PROBLEM DESCRIPTION
Copy the records from the start through the line that contains "[[0, 156], [0, 239], [359, 239], [331, 151]]", both ends included, leaving out the pictures. Shift every coordinate in the answers by adding 77 to each number, and leave the requests and their sample runs unchanged.

RECORDS SUPPLIED
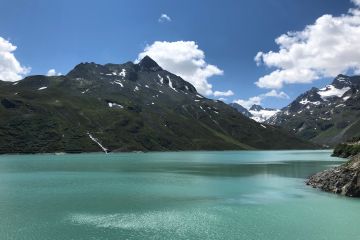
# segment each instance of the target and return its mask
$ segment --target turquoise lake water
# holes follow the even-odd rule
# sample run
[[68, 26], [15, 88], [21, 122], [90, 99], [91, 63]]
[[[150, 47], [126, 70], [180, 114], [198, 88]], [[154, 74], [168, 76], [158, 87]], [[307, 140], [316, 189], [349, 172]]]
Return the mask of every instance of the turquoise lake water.
[[330, 151], [0, 156], [0, 239], [359, 239]]

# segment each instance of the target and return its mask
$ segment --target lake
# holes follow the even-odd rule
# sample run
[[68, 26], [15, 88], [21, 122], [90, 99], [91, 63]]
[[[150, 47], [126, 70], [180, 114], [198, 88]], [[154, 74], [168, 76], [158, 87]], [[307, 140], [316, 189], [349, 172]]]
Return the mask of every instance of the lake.
[[0, 156], [0, 239], [359, 239], [331, 151]]

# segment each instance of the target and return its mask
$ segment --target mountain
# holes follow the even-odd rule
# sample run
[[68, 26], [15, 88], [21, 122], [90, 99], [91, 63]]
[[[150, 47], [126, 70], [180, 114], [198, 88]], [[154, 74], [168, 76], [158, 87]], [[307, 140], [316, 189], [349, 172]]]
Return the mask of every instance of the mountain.
[[317, 144], [335, 146], [360, 135], [360, 76], [338, 75], [312, 88], [266, 121]]
[[244, 108], [238, 103], [229, 103], [229, 106], [235, 108], [239, 113], [242, 113], [245, 117], [248, 118], [252, 117], [252, 114], [246, 108]]
[[208, 99], [150, 57], [0, 81], [0, 153], [313, 148]]
[[280, 110], [278, 109], [272, 109], [272, 108], [263, 108], [260, 105], [252, 105], [249, 109], [249, 112], [251, 113], [251, 119], [257, 121], [257, 122], [266, 122], [269, 118], [271, 118], [273, 115], [278, 113]]
[[268, 120], [270, 117], [278, 113], [280, 110], [272, 108], [263, 108], [260, 105], [254, 104], [249, 110], [244, 108], [238, 103], [229, 103], [229, 106], [235, 108], [238, 112], [242, 113], [244, 116], [255, 120], [256, 122], [263, 123]]

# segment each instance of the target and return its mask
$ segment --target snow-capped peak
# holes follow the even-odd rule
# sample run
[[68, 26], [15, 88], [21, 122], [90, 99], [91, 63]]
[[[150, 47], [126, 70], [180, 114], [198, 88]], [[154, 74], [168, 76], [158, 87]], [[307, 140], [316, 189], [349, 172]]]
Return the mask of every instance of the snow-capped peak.
[[327, 85], [324, 88], [319, 89], [317, 92], [323, 100], [327, 100], [331, 97], [341, 98], [347, 91], [350, 90], [350, 87], [343, 87], [341, 89], [336, 88], [334, 85]]

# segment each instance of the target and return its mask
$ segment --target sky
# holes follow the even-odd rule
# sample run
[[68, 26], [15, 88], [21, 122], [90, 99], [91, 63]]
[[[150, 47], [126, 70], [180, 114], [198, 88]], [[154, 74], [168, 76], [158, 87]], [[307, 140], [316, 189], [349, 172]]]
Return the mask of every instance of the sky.
[[0, 79], [149, 55], [209, 98], [282, 108], [360, 74], [360, 0], [0, 0]]

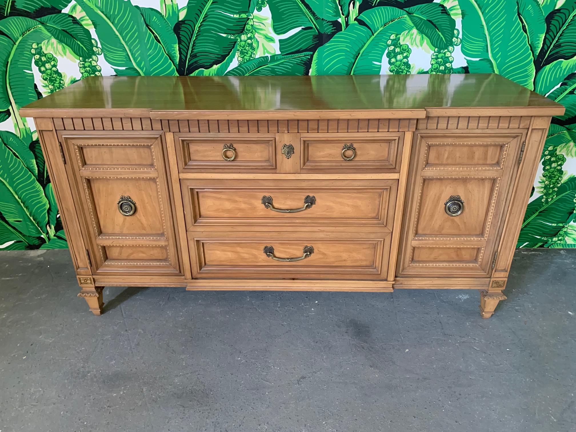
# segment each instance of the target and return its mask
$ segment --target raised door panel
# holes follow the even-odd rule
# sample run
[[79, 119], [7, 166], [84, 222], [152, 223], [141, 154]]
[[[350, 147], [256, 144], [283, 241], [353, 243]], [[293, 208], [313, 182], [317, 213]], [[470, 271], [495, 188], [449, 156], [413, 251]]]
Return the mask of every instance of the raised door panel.
[[[88, 206], [100, 237], [143, 235], [165, 238], [158, 178], [101, 179], [83, 177]], [[134, 202], [134, 213], [118, 210], [121, 196]]]
[[181, 184], [188, 230], [285, 225], [306, 230], [310, 225], [323, 229], [349, 225], [389, 232], [397, 188], [393, 180], [194, 179]]
[[301, 135], [303, 173], [400, 172], [403, 132]]
[[59, 132], [94, 274], [180, 274], [162, 133]]
[[490, 275], [525, 134], [416, 131], [399, 275]]
[[386, 279], [388, 233], [191, 232], [188, 236], [194, 278]]
[[[421, 177], [415, 239], [486, 240], [490, 230], [500, 177]], [[460, 196], [462, 212], [449, 215], [446, 204]]]

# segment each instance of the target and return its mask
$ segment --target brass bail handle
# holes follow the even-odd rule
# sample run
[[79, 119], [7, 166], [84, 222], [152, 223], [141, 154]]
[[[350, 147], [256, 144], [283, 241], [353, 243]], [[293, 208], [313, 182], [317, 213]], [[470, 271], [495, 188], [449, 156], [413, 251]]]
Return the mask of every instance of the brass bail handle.
[[[346, 156], [344, 153], [345, 151], [350, 150], [352, 152], [351, 156]], [[354, 147], [354, 145], [352, 143], [350, 144], [344, 144], [342, 147], [342, 159], [345, 161], [351, 161], [355, 157], [356, 157], [356, 147]]]
[[306, 198], [304, 198], [304, 207], [301, 207], [300, 209], [276, 209], [272, 203], [272, 199], [270, 195], [264, 195], [263, 196], [260, 202], [264, 204], [265, 207], [270, 209], [272, 211], [278, 211], [279, 213], [297, 213], [298, 211], [302, 211], [306, 209], [309, 209], [316, 204], [316, 198], [313, 196], [306, 195]]
[[[226, 151], [232, 151], [232, 156], [230, 157], [227, 157]], [[234, 147], [233, 144], [225, 144], [222, 147], [222, 157], [225, 161], [233, 161], [236, 158], [236, 149]]]
[[449, 216], [457, 216], [464, 211], [464, 202], [460, 195], [452, 195], [444, 203], [444, 211]]
[[314, 253], [314, 248], [312, 246], [305, 246], [302, 249], [302, 255], [297, 258], [279, 258], [274, 255], [274, 248], [272, 246], [264, 246], [264, 253], [268, 258], [272, 258], [275, 261], [281, 261], [283, 263], [293, 263], [294, 261], [301, 261], [308, 258]]

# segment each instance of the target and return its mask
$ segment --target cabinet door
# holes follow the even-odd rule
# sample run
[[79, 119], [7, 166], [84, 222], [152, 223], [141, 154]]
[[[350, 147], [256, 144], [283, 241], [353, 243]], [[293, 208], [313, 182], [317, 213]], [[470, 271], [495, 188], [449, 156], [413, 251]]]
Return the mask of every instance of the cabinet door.
[[524, 131], [415, 134], [400, 275], [486, 275]]
[[95, 274], [180, 274], [162, 132], [62, 132]]

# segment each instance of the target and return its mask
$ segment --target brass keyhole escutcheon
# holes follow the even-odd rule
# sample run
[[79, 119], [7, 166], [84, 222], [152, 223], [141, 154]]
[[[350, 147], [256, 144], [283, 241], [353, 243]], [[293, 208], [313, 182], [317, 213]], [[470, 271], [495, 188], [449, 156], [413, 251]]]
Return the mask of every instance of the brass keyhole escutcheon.
[[[226, 155], [226, 152], [232, 151], [232, 156], [230, 157], [227, 157]], [[225, 144], [222, 147], [222, 157], [225, 161], [233, 161], [236, 158], [236, 149], [234, 147], [233, 144]]]
[[[346, 156], [344, 154], [344, 152], [350, 151], [352, 152], [352, 154], [350, 156]], [[345, 161], [351, 161], [355, 157], [356, 157], [356, 147], [354, 147], [354, 145], [352, 143], [350, 144], [344, 144], [342, 147], [342, 159]]]
[[294, 146], [291, 144], [285, 144], [280, 151], [282, 154], [286, 157], [286, 159], [290, 159], [290, 157], [294, 154]]
[[444, 211], [449, 216], [457, 216], [464, 211], [464, 202], [460, 195], [452, 195], [444, 203]]
[[131, 216], [136, 213], [136, 203], [129, 196], [122, 195], [117, 204], [118, 211], [123, 216]]

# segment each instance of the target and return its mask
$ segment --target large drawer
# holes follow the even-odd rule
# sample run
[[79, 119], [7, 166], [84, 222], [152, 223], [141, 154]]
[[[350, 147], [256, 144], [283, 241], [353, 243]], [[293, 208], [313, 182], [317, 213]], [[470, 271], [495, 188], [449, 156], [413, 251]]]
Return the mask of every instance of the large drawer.
[[349, 225], [391, 231], [397, 183], [396, 180], [180, 181], [188, 230], [209, 225], [228, 228], [288, 225], [299, 230], [305, 230], [305, 226]]
[[188, 238], [194, 278], [385, 280], [391, 235], [204, 232]]

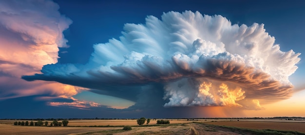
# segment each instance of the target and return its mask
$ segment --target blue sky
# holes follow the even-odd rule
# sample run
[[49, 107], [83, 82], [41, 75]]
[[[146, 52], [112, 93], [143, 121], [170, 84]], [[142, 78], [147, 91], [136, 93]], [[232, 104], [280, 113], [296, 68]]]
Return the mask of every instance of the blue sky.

TASK OUTPUT
# segment each instance of the target and return its mask
$ segment --target turquoise lake water
# holes follow the even-odd rule
# sample run
[[68, 26], [15, 88], [21, 122], [90, 99], [91, 63]]
[[[150, 47], [126, 70], [180, 114], [198, 88]], [[154, 74], [168, 76], [158, 87]], [[307, 140], [316, 189], [349, 172]]]
Return the mask of every instance of the turquoise lake water.
[[407, 228], [77, 233], [77, 316], [436, 316]]

# segment each instance of the target and return its mask
$ segment --target lake
# holes follow the even-odd rule
# sample run
[[68, 26], [15, 88], [21, 122], [90, 99], [91, 63]]
[[[150, 47], [126, 70], [180, 114], [198, 88]], [[154, 74], [168, 76], [158, 87]], [[307, 140], [316, 189], [349, 172]]]
Return the mask of every instance of the lake.
[[77, 233], [77, 316], [436, 316], [408, 228]]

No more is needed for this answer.